> Exercise:
Please write out the lines from the very beginning down to and including the one containing "[55, 178, 441, 543]", swapping "screenshot" for "image" each time it occurs and changing nothing else. Leave the pictures out.

> Dataset:
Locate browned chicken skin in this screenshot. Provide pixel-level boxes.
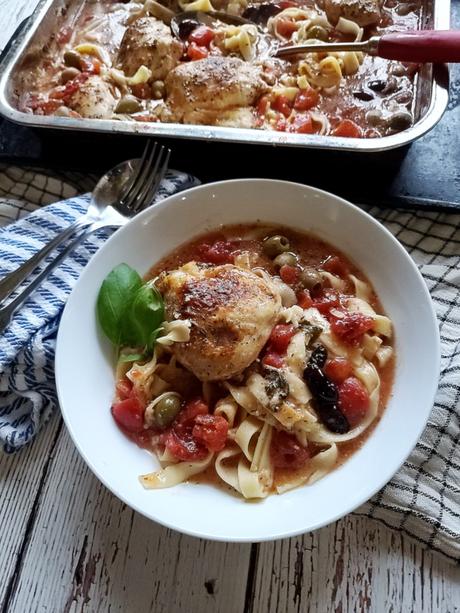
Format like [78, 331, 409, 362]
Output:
[68, 75, 116, 119]
[165, 56, 268, 121]
[157, 262, 281, 381]
[324, 0, 381, 27]
[118, 17, 183, 80]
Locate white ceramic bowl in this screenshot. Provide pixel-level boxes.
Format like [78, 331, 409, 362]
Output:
[56, 179, 439, 541]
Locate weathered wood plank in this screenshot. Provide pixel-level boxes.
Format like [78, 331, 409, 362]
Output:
[6, 433, 251, 613]
[251, 516, 460, 613]
[0, 0, 38, 51]
[0, 415, 61, 609]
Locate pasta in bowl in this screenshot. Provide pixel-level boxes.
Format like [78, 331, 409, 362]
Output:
[103, 225, 394, 499]
[56, 180, 439, 541]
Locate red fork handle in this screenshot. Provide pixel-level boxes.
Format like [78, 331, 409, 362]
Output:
[377, 30, 460, 63]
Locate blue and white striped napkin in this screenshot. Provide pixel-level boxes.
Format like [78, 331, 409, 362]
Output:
[0, 168, 198, 453]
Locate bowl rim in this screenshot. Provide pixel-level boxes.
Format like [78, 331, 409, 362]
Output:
[55, 178, 441, 543]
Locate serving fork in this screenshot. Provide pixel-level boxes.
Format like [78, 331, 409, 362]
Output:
[0, 140, 171, 331]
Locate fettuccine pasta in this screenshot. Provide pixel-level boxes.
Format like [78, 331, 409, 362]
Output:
[107, 225, 394, 500]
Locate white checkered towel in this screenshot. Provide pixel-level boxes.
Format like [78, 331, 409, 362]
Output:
[0, 168, 460, 562]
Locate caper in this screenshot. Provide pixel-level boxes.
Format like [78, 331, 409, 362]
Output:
[263, 234, 290, 258]
[307, 26, 329, 41]
[388, 111, 413, 132]
[61, 66, 80, 84]
[64, 49, 81, 69]
[153, 394, 181, 428]
[273, 251, 297, 268]
[299, 268, 323, 289]
[115, 94, 142, 115]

> The result:
Locate browned chicken skin in this image. Provide pixel-level boxes.
Format like [78, 331, 409, 362]
Output:
[68, 75, 116, 119]
[165, 56, 268, 121]
[157, 262, 281, 381]
[324, 0, 381, 27]
[118, 17, 183, 80]
Locate white ceramic bowl in this image. Provide pixel-level boxes.
Format like [78, 331, 409, 362]
Output:
[56, 179, 439, 541]
Locate weathered wood plank in this image. Provide pixel-level boxes.
Format like [78, 331, 409, 362]
Output:
[6, 433, 251, 613]
[251, 516, 460, 613]
[0, 0, 38, 51]
[0, 415, 61, 609]
Locate pasta in bowl in this image. Provide pixel-level boxes.
Format like [78, 331, 409, 362]
Output:
[103, 225, 394, 499]
[56, 180, 439, 541]
Locate red fork handle in this image. Provide pixel-level boxes.
Format like [78, 331, 409, 362]
Output:
[377, 30, 460, 63]
Locate blue and white striped napkin in this image. Provide pixel-level boxes.
Format like [78, 331, 409, 362]
Output:
[0, 168, 198, 453]
Locate bowl rim in this image. Provide pixel-level boxes.
Format like [78, 331, 409, 362]
Output:
[55, 178, 441, 543]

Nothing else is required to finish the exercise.